Recast every line of the material below as a Markdown table with two columns, Row and Line, numbering the rows and skipping blank lines. Leave out any images.

-- begin Entries --

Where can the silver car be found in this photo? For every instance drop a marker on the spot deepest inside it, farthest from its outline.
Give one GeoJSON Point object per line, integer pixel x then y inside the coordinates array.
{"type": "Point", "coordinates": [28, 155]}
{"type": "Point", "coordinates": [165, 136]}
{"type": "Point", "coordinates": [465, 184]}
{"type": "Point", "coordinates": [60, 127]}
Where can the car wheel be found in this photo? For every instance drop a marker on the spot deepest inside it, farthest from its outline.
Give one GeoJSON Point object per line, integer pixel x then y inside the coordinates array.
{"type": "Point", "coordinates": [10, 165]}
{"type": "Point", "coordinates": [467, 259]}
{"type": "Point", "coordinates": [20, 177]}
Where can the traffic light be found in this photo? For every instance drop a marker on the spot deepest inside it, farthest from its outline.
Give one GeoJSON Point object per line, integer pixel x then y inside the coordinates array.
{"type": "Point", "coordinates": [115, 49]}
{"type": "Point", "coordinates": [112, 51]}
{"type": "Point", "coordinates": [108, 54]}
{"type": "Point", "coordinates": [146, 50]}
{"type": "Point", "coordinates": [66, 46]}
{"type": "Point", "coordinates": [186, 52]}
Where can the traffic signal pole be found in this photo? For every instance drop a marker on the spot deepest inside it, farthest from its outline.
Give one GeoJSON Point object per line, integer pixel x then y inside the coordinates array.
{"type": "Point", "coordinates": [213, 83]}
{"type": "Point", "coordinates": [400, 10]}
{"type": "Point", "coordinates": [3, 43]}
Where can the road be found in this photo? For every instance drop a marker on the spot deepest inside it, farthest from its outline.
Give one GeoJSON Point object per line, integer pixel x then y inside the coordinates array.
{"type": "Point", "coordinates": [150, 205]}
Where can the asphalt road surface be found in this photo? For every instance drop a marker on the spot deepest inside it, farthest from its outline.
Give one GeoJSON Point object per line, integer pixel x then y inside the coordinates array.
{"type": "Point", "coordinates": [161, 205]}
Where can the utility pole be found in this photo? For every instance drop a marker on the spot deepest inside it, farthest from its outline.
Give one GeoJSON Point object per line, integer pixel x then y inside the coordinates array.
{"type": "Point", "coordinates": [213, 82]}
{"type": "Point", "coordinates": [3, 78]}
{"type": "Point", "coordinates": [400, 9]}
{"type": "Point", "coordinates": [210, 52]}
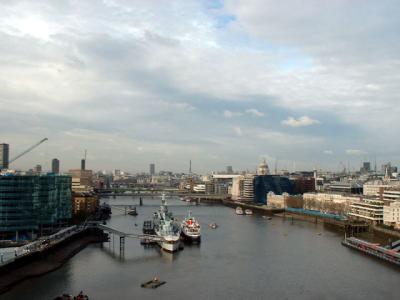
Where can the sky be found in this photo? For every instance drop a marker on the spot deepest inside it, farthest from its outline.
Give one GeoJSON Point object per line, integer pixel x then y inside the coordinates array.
{"type": "Point", "coordinates": [303, 84]}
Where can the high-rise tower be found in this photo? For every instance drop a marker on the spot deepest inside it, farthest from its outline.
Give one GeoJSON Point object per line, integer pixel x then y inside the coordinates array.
{"type": "Point", "coordinates": [4, 156]}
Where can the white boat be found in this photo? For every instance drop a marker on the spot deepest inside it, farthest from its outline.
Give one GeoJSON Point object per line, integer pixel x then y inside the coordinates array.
{"type": "Point", "coordinates": [190, 229]}
{"type": "Point", "coordinates": [166, 227]}
{"type": "Point", "coordinates": [239, 210]}
{"type": "Point", "coordinates": [248, 212]}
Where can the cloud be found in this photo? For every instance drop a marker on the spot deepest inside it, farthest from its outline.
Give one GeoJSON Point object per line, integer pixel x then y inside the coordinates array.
{"type": "Point", "coordinates": [254, 112]}
{"type": "Point", "coordinates": [302, 121]}
{"type": "Point", "coordinates": [355, 152]}
{"type": "Point", "coordinates": [231, 114]}
{"type": "Point", "coordinates": [238, 131]}
{"type": "Point", "coordinates": [157, 75]}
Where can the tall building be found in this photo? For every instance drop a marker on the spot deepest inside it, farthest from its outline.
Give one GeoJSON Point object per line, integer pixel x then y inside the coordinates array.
{"type": "Point", "coordinates": [263, 184]}
{"type": "Point", "coordinates": [31, 203]}
{"type": "Point", "coordinates": [55, 166]}
{"type": "Point", "coordinates": [4, 158]}
{"type": "Point", "coordinates": [82, 180]}
{"type": "Point", "coordinates": [37, 169]}
{"type": "Point", "coordinates": [152, 169]}
{"type": "Point", "coordinates": [367, 166]}
{"type": "Point", "coordinates": [263, 169]}
{"type": "Point", "coordinates": [248, 188]}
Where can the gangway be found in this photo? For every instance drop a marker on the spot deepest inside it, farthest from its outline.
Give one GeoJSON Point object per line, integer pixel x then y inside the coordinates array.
{"type": "Point", "coordinates": [122, 235]}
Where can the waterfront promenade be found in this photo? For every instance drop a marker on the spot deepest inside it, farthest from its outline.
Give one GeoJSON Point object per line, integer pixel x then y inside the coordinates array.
{"type": "Point", "coordinates": [246, 257]}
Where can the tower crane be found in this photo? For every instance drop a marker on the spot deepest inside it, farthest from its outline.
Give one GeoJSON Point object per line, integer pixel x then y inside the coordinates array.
{"type": "Point", "coordinates": [28, 150]}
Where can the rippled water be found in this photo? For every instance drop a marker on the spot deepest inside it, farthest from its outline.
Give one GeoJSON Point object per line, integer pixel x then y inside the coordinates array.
{"type": "Point", "coordinates": [246, 257]}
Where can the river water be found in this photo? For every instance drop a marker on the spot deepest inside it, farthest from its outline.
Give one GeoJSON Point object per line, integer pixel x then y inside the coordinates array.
{"type": "Point", "coordinates": [246, 257]}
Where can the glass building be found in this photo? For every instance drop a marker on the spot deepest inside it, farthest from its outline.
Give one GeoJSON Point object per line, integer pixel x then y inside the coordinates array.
{"type": "Point", "coordinates": [263, 184]}
{"type": "Point", "coordinates": [29, 203]}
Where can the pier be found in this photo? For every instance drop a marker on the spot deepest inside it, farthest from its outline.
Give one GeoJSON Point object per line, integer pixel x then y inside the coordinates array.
{"type": "Point", "coordinates": [147, 238]}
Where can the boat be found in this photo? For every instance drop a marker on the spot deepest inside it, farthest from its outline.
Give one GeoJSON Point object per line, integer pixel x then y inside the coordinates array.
{"type": "Point", "coordinates": [248, 212]}
{"type": "Point", "coordinates": [154, 283]}
{"type": "Point", "coordinates": [166, 227]}
{"type": "Point", "coordinates": [132, 211]}
{"type": "Point", "coordinates": [239, 210]}
{"type": "Point", "coordinates": [213, 225]}
{"type": "Point", "coordinates": [80, 296]}
{"type": "Point", "coordinates": [190, 229]}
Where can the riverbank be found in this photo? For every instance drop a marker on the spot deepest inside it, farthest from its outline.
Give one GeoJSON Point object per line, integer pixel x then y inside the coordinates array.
{"type": "Point", "coordinates": [46, 261]}
{"type": "Point", "coordinates": [262, 209]}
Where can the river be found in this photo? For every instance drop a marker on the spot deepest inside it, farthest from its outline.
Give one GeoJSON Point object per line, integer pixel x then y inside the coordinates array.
{"type": "Point", "coordinates": [246, 257]}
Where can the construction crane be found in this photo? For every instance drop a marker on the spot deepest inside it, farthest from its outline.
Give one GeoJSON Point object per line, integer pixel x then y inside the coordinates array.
{"type": "Point", "coordinates": [27, 150]}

-- end Entries --

→ Result of this task:
| Row | Line |
|---|---|
| 1 | Where can the silver car be found in this photo? For every instance drop a marker on the spot deepest inside it, farthest from its outline. |
| 2 | Give one GeoJSON Point object per line, integer pixel x then y inside the coordinates array. |
| 3 | {"type": "Point", "coordinates": [28, 155]} |
| 4 | {"type": "Point", "coordinates": [165, 136]} |
| 5 | {"type": "Point", "coordinates": [465, 184]} |
| 6 | {"type": "Point", "coordinates": [60, 127]} |
| 7 | Where can the car wheel be found in this photo? For every instance drop a marker on the spot deepest inside it, farthest from its outline. |
| 8 | Give one GeoJSON Point object per line, integer pixel x then y inside the coordinates array. |
| 9 | {"type": "Point", "coordinates": [10, 165]} |
| 10 | {"type": "Point", "coordinates": [467, 259]} |
| 11 | {"type": "Point", "coordinates": [20, 177]} |
| 12 | Where can the traffic light be found in this photo? For every instance drop a marker on the spot deepest inside it, farthest from its outline. |
| 13 | Give one GeoJSON Point object per line, integer pixel x then y inside the coordinates array. |
| 14 | {"type": "Point", "coordinates": [115, 49]} |
| 15 | {"type": "Point", "coordinates": [112, 51]} |
| 16 | {"type": "Point", "coordinates": [108, 54]} |
| 17 | {"type": "Point", "coordinates": [146, 50]} |
| 18 | {"type": "Point", "coordinates": [66, 46]} |
| 19 | {"type": "Point", "coordinates": [186, 52]} |
| 20 | Where can the traffic signal pole be found in this photo? For every instance drop a marker on the spot deepest inside it, farthest from its outline. |
| 21 | Give one GeoJSON Point object per line, integer pixel x then y inside the coordinates array. |
| 22 | {"type": "Point", "coordinates": [213, 83]} |
| 23 | {"type": "Point", "coordinates": [400, 10]} |
| 24 | {"type": "Point", "coordinates": [3, 43]} |
| 25 | Where can the road be found in this photo? For every instance drop a marker on the spot deepest inside it, farthest from its outline. |
| 26 | Give one GeoJSON Point object per line, integer pixel x then y inside the coordinates array. |
| 27 | {"type": "Point", "coordinates": [150, 205]} |
| 28 | Where can the asphalt road surface be found in this photo? For every instance drop a marker on the spot deepest inside it, farthest from its outline. |
| 29 | Give one GeoJSON Point object per line, integer pixel x then y inside the coordinates array. |
| 30 | {"type": "Point", "coordinates": [161, 205]} |
| 31 | Where can the utility pole be found in this photo? For every instance drop a marker on the spot deepest inside it, farthest from its outline. |
| 32 | Give one GeoJSON Point object per line, integer pixel x then y inside the coordinates array. |
| 33 | {"type": "Point", "coordinates": [213, 82]} |
| 34 | {"type": "Point", "coordinates": [3, 78]} |
| 35 | {"type": "Point", "coordinates": [400, 9]} |
| 36 | {"type": "Point", "coordinates": [210, 52]} |
| 37 | Where can the sky be found in this photo? For every instance drop a marker on the spot deepest inside it, farthest from its outline. |
| 38 | Give one GeoJSON Point object per line, integer pixel x then y inside the coordinates array. |
| 39 | {"type": "Point", "coordinates": [303, 84]} |
| 40 | Where can the high-rise tower be found in this photo? For every instance drop a marker on the spot deepest inside it, farthest from its outline. |
| 41 | Give one GeoJSON Point object per line, integer pixel x then y inside the coordinates array. |
| 42 | {"type": "Point", "coordinates": [4, 156]} |
| 43 | Where can the white boat be found in this photo? For every instance drop a marker on the spot deepest inside it, farthest from its outline. |
| 44 | Give one GeoJSON Point object per line, integer pixel x then y inside the coordinates array. |
| 45 | {"type": "Point", "coordinates": [190, 229]} |
| 46 | {"type": "Point", "coordinates": [166, 227]} |
| 47 | {"type": "Point", "coordinates": [239, 210]} |
| 48 | {"type": "Point", "coordinates": [248, 212]} |
| 49 | Where can the cloud be found in this photo? For every instance drop a marker on the spot deepest inside it, farthest from its outline. |
| 50 | Give one GeoJSON Point object per line, integer pixel x then y inside the coordinates array. |
| 51 | {"type": "Point", "coordinates": [254, 112]} |
| 52 | {"type": "Point", "coordinates": [302, 121]} |
| 53 | {"type": "Point", "coordinates": [355, 152]} |
| 54 | {"type": "Point", "coordinates": [231, 114]} |
| 55 | {"type": "Point", "coordinates": [238, 131]} |
| 56 | {"type": "Point", "coordinates": [157, 75]} |
| 57 | Where can the tall building be found in this photo? For every instance drop a marker on the spot deepest inside it, farthest from its outline. |
| 58 | Give one GeoJSON Point object per line, integer pixel x then y inside the coordinates array. |
| 59 | {"type": "Point", "coordinates": [263, 184]} |
| 60 | {"type": "Point", "coordinates": [31, 203]} |
| 61 | {"type": "Point", "coordinates": [55, 166]} |
| 62 | {"type": "Point", "coordinates": [4, 158]} |
| 63 | {"type": "Point", "coordinates": [82, 180]} |
| 64 | {"type": "Point", "coordinates": [37, 169]} |
| 65 | {"type": "Point", "coordinates": [152, 169]} |
| 66 | {"type": "Point", "coordinates": [367, 166]} |
| 67 | {"type": "Point", "coordinates": [263, 169]} |
| 68 | {"type": "Point", "coordinates": [248, 188]} |
| 69 | Where can the gangway be found in this photo? For every instance drop a marker on the spot deepest inside it, farthest from its outline. |
| 70 | Give one GeoJSON Point object per line, integer pixel x then y inside the coordinates array. |
| 71 | {"type": "Point", "coordinates": [122, 235]} |
| 72 | Where can the waterfront promenade be found in this photo? For every instance drop a marker on the spot deepest inside it, farthest from its outline. |
| 73 | Give one GeoJSON Point object per line, integer pixel x then y inside the coordinates array. |
| 74 | {"type": "Point", "coordinates": [246, 257]} |
| 75 | Where can the tower crane be found in this photo? For every instance drop a marker on the spot deepest inside it, farthest from its outline. |
| 76 | Give one GeoJSON Point object per line, integer pixel x then y inside the coordinates array. |
| 77 | {"type": "Point", "coordinates": [28, 150]} |
| 78 | Where can the rippled water be found in this photo? For every instance drop a marker on the spot deepest inside it, farthest from its outline. |
| 79 | Give one GeoJSON Point object per line, integer pixel x then y inside the coordinates array. |
| 80 | {"type": "Point", "coordinates": [246, 257]} |
| 81 | Where can the river water be found in this photo? For every instance drop a marker on the spot deepest inside it, farthest from its outline. |
| 82 | Give one GeoJSON Point object per line, integer pixel x then y inside the coordinates array. |
| 83 | {"type": "Point", "coordinates": [246, 257]} |
| 84 | Where can the glass building be found in this photo? For every instance drop a marker on the spot deepest inside it, farthest from its outline. |
| 85 | Give one GeoJSON Point object per line, integer pixel x then y inside the coordinates array. |
| 86 | {"type": "Point", "coordinates": [263, 184]} |
| 87 | {"type": "Point", "coordinates": [29, 203]} |
| 88 | Where can the pier be found in this photo? For every instance drop a marker on the spot deepest inside it, farthest from its outline. |
| 89 | Give one GeoJSON Point object per line, integer pixel x then y inside the coordinates array. |
| 90 | {"type": "Point", "coordinates": [147, 238]} |
| 91 | Where can the boat be found in this photo? For every instance drop a marker on the spot deepest inside it, farthest from its outline. |
| 92 | Give one GeoJSON Point object per line, integer pixel x then y inside the coordinates array. |
| 93 | {"type": "Point", "coordinates": [248, 212]} |
| 94 | {"type": "Point", "coordinates": [154, 283]} |
| 95 | {"type": "Point", "coordinates": [166, 227]} |
| 96 | {"type": "Point", "coordinates": [132, 211]} |
| 97 | {"type": "Point", "coordinates": [239, 210]} |
| 98 | {"type": "Point", "coordinates": [213, 225]} |
| 99 | {"type": "Point", "coordinates": [80, 296]} |
| 100 | {"type": "Point", "coordinates": [190, 229]} |
| 101 | Where can the riverbank be found in this photo? For every instance drop a marker on the spot deepest inside it, farthest from its outline. |
| 102 | Give one GeoJSON Point object per line, integer pixel x then y inside the coordinates array. |
| 103 | {"type": "Point", "coordinates": [46, 261]} |
| 104 | {"type": "Point", "coordinates": [262, 209]} |
| 105 | Where can the river be found in this photo? For every instance drop a marker on the spot deepest inside it, farthest from its outline. |
| 106 | Give one GeoJSON Point object per line, integer pixel x then y inside the coordinates array. |
| 107 | {"type": "Point", "coordinates": [246, 257]} |
| 108 | Where can the construction crane be found in this photo? For every instance drop a marker on the spot deepest inside it, farthest from its outline. |
| 109 | Give one GeoJSON Point object per line, integer pixel x then y inside the coordinates array. |
| 110 | {"type": "Point", "coordinates": [27, 150]} |